● Task statement
In the material below, find the line containing "84L122 107L127 112V163L132" and the line containing "positive clicks: (60, 135)", then reproduce exactly both of them and every line between, and nothing else.
==========
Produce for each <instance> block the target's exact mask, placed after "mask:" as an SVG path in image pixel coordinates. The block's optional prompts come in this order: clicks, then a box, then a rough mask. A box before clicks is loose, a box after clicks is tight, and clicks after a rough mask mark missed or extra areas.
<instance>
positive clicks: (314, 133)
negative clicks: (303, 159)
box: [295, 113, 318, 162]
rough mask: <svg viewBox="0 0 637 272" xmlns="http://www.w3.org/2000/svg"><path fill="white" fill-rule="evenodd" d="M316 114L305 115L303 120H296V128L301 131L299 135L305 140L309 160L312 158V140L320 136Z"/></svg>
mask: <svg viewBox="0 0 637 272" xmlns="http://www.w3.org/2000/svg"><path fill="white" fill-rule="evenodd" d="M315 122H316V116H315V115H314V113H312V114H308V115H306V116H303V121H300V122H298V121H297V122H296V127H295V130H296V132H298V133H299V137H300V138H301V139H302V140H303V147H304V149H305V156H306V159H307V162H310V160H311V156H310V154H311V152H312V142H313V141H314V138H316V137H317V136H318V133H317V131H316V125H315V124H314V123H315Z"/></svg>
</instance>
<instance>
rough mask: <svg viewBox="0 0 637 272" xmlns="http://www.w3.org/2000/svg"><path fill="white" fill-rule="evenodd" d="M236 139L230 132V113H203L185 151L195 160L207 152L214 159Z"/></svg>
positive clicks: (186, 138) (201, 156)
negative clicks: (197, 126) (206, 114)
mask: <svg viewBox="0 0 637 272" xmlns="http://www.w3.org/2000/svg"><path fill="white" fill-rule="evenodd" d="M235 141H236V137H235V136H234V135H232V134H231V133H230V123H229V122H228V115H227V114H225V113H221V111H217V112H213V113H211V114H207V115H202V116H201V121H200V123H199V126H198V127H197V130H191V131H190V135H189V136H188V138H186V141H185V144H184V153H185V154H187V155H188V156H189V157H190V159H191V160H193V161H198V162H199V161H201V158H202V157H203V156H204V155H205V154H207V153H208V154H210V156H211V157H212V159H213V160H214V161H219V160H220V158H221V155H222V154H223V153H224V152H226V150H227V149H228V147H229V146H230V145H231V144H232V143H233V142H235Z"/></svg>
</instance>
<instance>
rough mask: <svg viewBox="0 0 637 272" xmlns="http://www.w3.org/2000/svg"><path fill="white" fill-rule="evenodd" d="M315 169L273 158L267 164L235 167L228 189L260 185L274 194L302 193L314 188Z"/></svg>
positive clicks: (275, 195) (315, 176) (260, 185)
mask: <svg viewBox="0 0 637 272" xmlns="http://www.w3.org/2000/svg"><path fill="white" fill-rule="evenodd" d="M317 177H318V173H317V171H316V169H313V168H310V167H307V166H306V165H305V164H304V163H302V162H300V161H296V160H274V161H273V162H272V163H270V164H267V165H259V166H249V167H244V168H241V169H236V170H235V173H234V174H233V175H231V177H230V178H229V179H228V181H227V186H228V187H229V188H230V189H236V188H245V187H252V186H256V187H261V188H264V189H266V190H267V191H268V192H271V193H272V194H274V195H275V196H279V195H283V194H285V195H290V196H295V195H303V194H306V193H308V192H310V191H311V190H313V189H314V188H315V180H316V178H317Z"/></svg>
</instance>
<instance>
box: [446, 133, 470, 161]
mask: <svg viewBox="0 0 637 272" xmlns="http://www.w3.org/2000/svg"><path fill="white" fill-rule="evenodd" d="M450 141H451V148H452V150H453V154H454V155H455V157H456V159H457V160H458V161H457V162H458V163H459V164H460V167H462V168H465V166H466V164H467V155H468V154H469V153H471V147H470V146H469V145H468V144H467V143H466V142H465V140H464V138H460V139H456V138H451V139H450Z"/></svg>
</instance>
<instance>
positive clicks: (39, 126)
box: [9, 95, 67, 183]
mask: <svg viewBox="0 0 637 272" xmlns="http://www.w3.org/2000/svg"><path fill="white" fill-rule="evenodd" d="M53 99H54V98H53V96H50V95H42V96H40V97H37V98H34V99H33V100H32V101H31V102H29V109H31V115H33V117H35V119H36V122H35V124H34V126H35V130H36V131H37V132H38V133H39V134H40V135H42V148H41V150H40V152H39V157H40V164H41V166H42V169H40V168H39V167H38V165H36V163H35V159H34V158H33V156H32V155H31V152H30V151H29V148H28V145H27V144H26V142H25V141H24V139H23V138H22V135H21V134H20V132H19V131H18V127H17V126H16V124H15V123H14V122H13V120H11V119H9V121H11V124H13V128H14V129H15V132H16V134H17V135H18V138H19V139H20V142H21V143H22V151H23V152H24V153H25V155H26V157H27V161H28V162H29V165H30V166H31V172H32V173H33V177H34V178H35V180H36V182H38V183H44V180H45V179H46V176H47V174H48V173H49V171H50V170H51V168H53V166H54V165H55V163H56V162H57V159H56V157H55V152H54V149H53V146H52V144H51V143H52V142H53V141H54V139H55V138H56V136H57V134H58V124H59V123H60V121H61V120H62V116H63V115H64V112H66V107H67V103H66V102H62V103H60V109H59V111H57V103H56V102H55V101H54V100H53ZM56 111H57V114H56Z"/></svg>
==========
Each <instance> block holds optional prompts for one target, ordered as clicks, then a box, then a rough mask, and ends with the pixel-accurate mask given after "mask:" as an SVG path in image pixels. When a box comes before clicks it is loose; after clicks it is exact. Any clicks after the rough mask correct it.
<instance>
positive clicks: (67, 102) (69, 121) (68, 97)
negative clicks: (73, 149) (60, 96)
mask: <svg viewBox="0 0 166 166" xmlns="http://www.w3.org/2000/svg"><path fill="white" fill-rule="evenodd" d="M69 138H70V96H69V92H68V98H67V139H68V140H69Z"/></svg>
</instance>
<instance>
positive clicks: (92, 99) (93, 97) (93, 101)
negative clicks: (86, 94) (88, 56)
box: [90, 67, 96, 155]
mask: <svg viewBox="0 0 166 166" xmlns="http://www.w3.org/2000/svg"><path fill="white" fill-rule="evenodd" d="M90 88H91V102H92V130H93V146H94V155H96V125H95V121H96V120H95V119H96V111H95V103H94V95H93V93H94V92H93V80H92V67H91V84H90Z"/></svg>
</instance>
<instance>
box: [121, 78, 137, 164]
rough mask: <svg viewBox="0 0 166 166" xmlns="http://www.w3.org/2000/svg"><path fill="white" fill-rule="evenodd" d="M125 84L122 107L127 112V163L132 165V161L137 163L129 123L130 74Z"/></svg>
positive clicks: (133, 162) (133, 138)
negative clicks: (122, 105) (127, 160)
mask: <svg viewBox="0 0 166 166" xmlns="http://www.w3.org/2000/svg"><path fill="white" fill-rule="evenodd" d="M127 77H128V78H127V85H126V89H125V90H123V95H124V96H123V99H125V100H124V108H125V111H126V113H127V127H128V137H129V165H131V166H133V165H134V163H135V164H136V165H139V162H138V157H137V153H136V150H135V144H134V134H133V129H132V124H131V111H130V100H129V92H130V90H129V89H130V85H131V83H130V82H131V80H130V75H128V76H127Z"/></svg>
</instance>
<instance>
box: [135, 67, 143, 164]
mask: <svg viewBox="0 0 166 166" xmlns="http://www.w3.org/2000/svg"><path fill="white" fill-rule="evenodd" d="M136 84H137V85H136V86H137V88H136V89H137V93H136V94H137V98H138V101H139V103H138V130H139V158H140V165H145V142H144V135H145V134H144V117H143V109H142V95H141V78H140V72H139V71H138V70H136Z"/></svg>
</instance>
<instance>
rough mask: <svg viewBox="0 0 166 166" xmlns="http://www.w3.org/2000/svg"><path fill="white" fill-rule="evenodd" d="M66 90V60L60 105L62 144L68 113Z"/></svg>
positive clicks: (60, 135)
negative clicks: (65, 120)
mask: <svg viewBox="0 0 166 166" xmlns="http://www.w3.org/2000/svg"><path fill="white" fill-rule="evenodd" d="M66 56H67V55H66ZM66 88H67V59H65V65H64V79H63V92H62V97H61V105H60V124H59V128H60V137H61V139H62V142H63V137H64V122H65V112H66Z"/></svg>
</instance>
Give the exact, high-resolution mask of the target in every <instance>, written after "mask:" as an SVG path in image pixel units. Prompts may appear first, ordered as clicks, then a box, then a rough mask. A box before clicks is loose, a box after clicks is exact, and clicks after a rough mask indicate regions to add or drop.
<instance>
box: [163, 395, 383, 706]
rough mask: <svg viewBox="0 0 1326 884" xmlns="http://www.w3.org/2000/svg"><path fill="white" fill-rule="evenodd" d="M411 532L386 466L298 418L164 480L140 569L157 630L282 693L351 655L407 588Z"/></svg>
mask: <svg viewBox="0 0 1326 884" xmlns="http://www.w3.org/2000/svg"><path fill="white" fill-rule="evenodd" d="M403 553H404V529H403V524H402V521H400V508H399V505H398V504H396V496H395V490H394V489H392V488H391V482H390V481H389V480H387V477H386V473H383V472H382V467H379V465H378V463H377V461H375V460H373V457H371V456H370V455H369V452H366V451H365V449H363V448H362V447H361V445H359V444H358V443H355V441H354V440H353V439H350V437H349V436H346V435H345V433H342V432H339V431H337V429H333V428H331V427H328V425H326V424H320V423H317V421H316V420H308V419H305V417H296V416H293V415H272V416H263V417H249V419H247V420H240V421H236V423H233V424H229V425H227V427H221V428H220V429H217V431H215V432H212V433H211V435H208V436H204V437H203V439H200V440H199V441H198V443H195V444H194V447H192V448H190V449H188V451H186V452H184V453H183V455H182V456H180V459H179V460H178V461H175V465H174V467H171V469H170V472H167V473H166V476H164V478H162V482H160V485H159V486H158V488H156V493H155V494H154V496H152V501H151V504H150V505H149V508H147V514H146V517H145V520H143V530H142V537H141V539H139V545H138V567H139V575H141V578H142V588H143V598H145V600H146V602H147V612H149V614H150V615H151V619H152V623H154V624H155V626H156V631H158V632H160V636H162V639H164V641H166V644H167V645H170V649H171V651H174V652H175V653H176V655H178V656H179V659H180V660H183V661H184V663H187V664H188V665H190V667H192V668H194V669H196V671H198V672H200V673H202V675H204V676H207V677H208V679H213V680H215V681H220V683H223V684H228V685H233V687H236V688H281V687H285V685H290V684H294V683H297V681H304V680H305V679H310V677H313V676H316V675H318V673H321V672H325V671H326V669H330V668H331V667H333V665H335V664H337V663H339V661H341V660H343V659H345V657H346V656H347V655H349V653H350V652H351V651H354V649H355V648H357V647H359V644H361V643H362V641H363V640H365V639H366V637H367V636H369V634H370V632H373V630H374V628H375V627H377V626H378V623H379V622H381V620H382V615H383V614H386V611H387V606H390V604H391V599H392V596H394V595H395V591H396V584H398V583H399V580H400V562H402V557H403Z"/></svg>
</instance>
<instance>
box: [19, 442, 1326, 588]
==========
● Answer for this exercise
rough mask: <svg viewBox="0 0 166 166" xmlns="http://www.w3.org/2000/svg"><path fill="white" fill-rule="evenodd" d="M125 84L122 107L127 112V163L132 165V161L137 163L129 123L130 74Z"/></svg>
positive clicks: (133, 162) (133, 138)
negative clicks: (122, 105) (127, 160)
mask: <svg viewBox="0 0 166 166" xmlns="http://www.w3.org/2000/svg"><path fill="white" fill-rule="evenodd" d="M127 77H128V78H127V85H126V89H125V90H123V95H124V96H123V99H125V100H124V108H125V111H126V113H127V127H128V137H129V165H131V166H133V165H134V163H135V164H136V165H139V162H138V157H137V153H136V150H135V144H134V134H133V129H132V124H131V111H130V100H129V92H130V90H129V89H130V85H131V83H130V82H131V80H130V75H128V76H127Z"/></svg>
</instance>
<instance>
box: [135, 67, 143, 164]
mask: <svg viewBox="0 0 166 166" xmlns="http://www.w3.org/2000/svg"><path fill="white" fill-rule="evenodd" d="M136 84H137V85H136V86H137V88H136V89H137V93H136V94H137V98H138V101H139V103H138V130H139V158H140V165H145V142H144V135H145V134H144V117H143V109H142V95H141V78H140V72H139V71H138V70H136Z"/></svg>
</instance>
<instance>
rough mask: <svg viewBox="0 0 166 166" xmlns="http://www.w3.org/2000/svg"><path fill="white" fill-rule="evenodd" d="M66 90V60L60 105L62 144L68 113Z"/></svg>
positive clicks: (60, 135)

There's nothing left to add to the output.